* [Instructions for the task] Pull out each line in the rows below that contains the string "claw", and treat uppercase and lowercase letters as different.

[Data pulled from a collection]
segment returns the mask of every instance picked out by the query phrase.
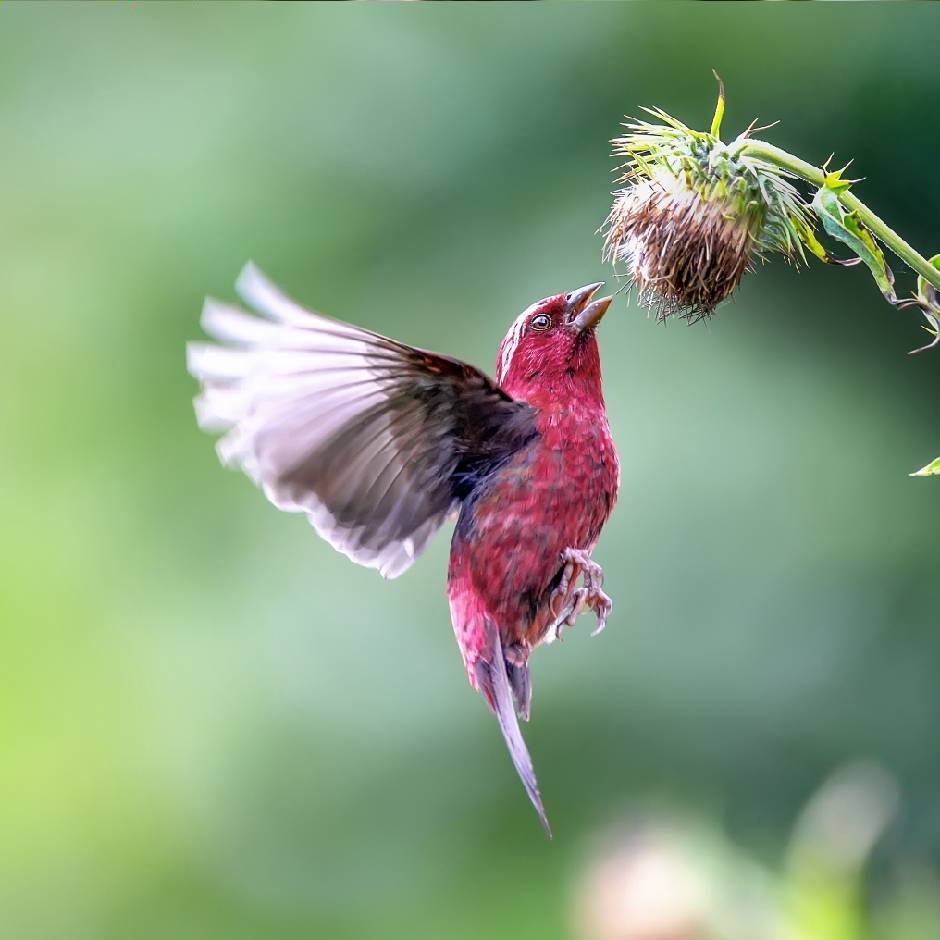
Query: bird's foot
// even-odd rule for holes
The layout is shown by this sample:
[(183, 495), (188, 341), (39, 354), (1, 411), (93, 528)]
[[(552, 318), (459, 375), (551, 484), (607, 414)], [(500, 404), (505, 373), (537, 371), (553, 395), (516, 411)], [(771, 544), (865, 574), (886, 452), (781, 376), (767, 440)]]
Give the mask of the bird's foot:
[[(613, 603), (604, 593), (604, 569), (594, 561), (584, 549), (566, 548), (561, 553), (561, 560), (565, 567), (561, 573), (561, 581), (552, 594), (550, 601), (554, 620), (550, 624), (546, 638), (549, 642), (561, 636), (562, 627), (572, 627), (579, 615), (585, 610), (593, 610), (597, 617), (597, 627), (591, 636), (597, 636), (605, 626), (610, 616)], [(582, 586), (569, 596), (573, 581), (582, 577)], [(561, 604), (556, 611), (556, 605)]]

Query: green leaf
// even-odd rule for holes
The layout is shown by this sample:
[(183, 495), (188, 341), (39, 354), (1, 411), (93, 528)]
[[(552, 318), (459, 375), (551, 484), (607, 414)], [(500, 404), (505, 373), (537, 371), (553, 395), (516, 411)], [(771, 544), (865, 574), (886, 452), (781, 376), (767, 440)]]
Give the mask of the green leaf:
[(916, 473), (909, 473), (912, 477), (940, 477), (940, 457), (931, 461), (926, 467), (921, 467)]
[(712, 69), (712, 75), (718, 79), (718, 103), (715, 105), (715, 116), (712, 118), (711, 135), (716, 140), (720, 140), (721, 119), (725, 116), (725, 83), (714, 69)]
[[(830, 174), (830, 176), (834, 175), (836, 174)], [(822, 222), (826, 234), (848, 245), (871, 271), (885, 300), (896, 304), (898, 297), (894, 292), (894, 275), (885, 263), (884, 252), (872, 237), (871, 232), (859, 222), (855, 213), (847, 212), (845, 206), (839, 201), (838, 193), (846, 187), (839, 181), (834, 181), (834, 184), (838, 187), (838, 191), (828, 185), (820, 187), (813, 197), (813, 211)]]

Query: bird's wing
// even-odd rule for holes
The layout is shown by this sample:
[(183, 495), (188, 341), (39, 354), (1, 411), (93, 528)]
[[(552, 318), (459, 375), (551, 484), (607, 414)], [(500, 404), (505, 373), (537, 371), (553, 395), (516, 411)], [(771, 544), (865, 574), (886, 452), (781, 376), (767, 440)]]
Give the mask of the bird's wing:
[(249, 264), (260, 315), (207, 300), (189, 371), (223, 463), (334, 548), (401, 574), (475, 481), (535, 432), (534, 412), (465, 363), (303, 309)]

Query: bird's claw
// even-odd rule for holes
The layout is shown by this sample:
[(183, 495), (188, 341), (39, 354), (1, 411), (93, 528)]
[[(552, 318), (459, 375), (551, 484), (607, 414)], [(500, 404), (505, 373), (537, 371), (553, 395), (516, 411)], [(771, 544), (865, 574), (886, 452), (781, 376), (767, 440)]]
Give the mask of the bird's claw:
[[(604, 569), (583, 549), (566, 548), (561, 553), (565, 563), (561, 580), (552, 593), (549, 606), (554, 620), (550, 624), (546, 638), (549, 642), (561, 636), (562, 627), (573, 627), (581, 613), (590, 609), (597, 617), (597, 627), (591, 636), (597, 636), (607, 626), (607, 618), (613, 607), (611, 599), (603, 591)], [(568, 596), (571, 582), (581, 576), (582, 586)], [(561, 609), (558, 609), (562, 602)]]

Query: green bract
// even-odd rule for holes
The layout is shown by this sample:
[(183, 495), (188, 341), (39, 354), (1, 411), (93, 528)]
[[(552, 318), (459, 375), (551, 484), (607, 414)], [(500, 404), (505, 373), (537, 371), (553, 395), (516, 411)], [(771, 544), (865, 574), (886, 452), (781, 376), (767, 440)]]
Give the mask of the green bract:
[(661, 123), (633, 121), (614, 140), (627, 158), (604, 226), (605, 260), (623, 262), (641, 300), (660, 319), (700, 319), (737, 288), (753, 258), (805, 260), (818, 244), (812, 211), (789, 171), (745, 150), (753, 125), (719, 137), (724, 95), (708, 132), (659, 109)]

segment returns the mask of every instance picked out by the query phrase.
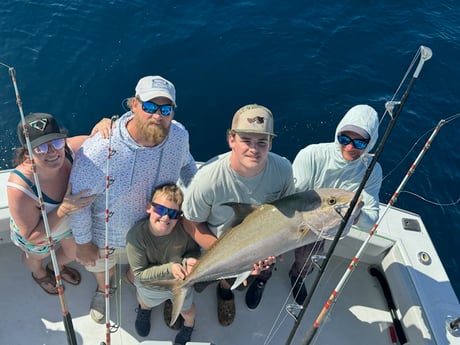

* [Exercise response]
Query: bird's claw
Give the mask of the bird's claw:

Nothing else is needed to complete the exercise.